>> start Passage provided

Member of the New Jersey Senate from the 2nd district
- Incumbent
- Assumed office November 8, 2021
- Preceded by: Chris A. Brown

Member of the New Jersey General Assembly from the 2nd district
- In office January 8, 2008 – January 10, 2012 Serving with John F. Amodeo
- Preceded by: Francis J. Blee Jim Whelan
- Succeeded by: Chris A. Brown

Personal details
- Born: Vincent Joseph Polistina June 10, 1971 (age 54) Galloway Township, New Jersey, U.S.
- Spouse: Carolyn Polistina
- Website: Legislative web page

= Vincent J. Polistina =

Member of the New Jersey Senate

Vincent Joseph Polistina (born June 10, 1971) is an American Republican politician who has served in the New Jersey Senate since 2021. He previously served in the New Jersey General Assembly, where he represented the 2nd Legislative District from 2008 to 2012.

==Early life and education==
A lifelong resident of Atlantic County, Polistina grew up in Galloway Township and graduated from Absegami High School in 1989.

Polistina received a B.A. from Rutgers University with a major in Bioenvironmental Engineering. He is owner of the engineering firm of Polistina and Associates, L.L.C.

He lives in Egg Harbor Township, New Jersey, with his wife Carolyn and their three children.

>> end Passage provided

**Written request 1**:
From the records below, pick out every line that contains the string "face".

>> start Material for the task

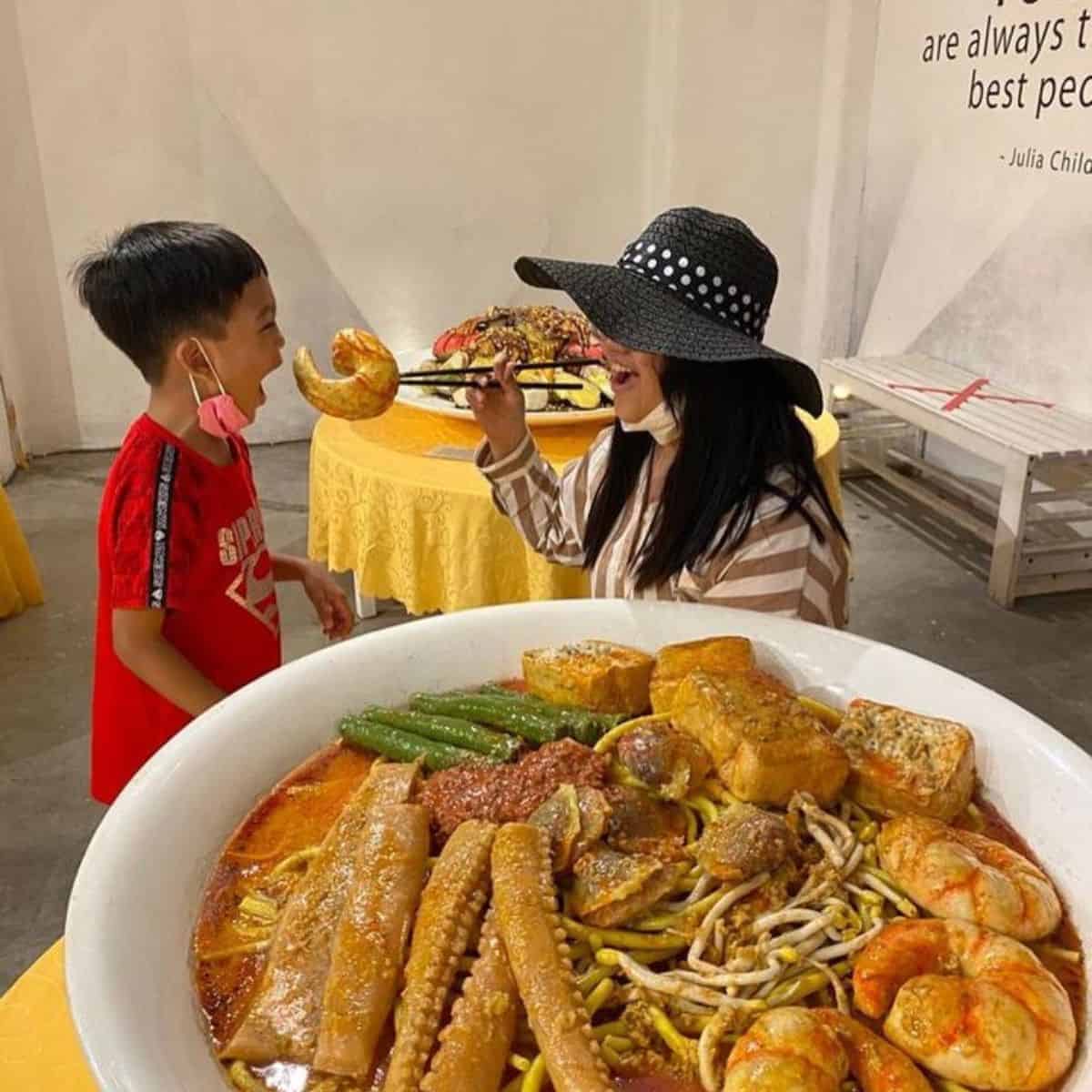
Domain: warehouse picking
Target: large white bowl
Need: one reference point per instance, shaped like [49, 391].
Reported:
[136, 896]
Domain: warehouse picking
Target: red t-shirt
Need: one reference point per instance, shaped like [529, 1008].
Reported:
[179, 533]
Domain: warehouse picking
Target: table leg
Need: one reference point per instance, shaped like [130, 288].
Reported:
[1005, 566]
[365, 605]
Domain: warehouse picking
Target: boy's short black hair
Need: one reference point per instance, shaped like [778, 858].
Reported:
[153, 282]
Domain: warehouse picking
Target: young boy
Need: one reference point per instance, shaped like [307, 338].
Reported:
[187, 603]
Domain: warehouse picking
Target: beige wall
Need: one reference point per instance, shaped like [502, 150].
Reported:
[770, 119]
[965, 257]
[391, 161]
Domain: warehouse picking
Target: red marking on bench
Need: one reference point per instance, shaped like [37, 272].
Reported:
[971, 391]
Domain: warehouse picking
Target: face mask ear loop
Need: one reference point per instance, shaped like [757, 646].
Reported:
[216, 375]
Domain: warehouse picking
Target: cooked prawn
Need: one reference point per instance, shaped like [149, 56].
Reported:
[956, 874]
[970, 1005]
[796, 1049]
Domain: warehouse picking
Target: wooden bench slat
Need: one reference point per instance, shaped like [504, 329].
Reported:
[933, 372]
[1032, 430]
[1035, 550]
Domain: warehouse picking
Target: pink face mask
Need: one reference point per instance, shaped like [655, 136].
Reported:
[219, 415]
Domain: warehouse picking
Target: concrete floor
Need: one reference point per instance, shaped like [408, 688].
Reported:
[918, 585]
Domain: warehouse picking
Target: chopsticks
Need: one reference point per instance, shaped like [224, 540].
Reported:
[492, 382]
[489, 370]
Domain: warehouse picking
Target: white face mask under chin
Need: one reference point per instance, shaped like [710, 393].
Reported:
[660, 424]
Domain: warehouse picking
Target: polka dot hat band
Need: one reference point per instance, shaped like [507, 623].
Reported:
[694, 285]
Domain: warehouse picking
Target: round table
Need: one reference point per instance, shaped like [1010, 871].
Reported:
[420, 529]
[38, 1048]
[20, 587]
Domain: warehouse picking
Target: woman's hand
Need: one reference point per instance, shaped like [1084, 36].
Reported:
[500, 410]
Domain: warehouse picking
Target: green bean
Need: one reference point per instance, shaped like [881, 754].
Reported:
[602, 722]
[403, 746]
[573, 722]
[448, 730]
[804, 986]
[496, 713]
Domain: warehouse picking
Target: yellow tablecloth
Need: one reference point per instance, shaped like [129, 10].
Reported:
[20, 587]
[424, 531]
[38, 1048]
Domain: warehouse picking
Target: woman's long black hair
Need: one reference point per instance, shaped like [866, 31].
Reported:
[737, 430]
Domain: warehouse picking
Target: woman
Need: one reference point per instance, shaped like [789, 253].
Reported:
[705, 490]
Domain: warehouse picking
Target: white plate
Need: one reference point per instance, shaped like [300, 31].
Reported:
[136, 896]
[412, 359]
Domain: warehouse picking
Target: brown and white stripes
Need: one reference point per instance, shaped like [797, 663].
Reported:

>> end Material for the task

**Written request 2**:
Write out the entire Vincent J. Polistina biography above, word for word.

**Full response 1**:
Target: face mask ear loop
Target: pink face mask
Target: white face mask under chin

**Full response 2**:
Member of the New Jersey Senate from the 2nd district
- Incumbent
- Assumed office November 8, 2021
- Preceded by: Chris A. Brown

Member of the New Jersey General Assembly from the 2nd district
- In office January 8, 2008 – January 10, 2012 Serving with John F. Amodeo
- Preceded by: Francis J. Blee Jim Whelan
- Succeeded by: Chris A. Brown

Personal details
- Born: Vincent Joseph Polistina June 10, 1971 (age 54) Galloway Township, New Jersey, U.S.
- Spouse: Carolyn Polistina
- Website: Legislative web page

= Vincent J. Polistina =

Member of the New Jersey Senate

Vincent Joseph Polistina (born June 10, 1971) is an American Republican politician who has served in the New Jersey Senate since 2021. He previously served in the New Jersey General Assembly, where he represented the 2nd Legislative District from 2008 to 2012.

==Early life and education==
A lifelong resident of Atlantic County, Polistina grew up in Galloway Township and graduated from Absegami High School in 1989.

Polistina received a B.A. from Rutgers University with a major in Bioenvironmental Engineering. He is owner of the engineering firm of Polistina and Associates, L.L.C.

He lives in Egg Harbor Township, New Jersey, with his wife Carolyn and their three children.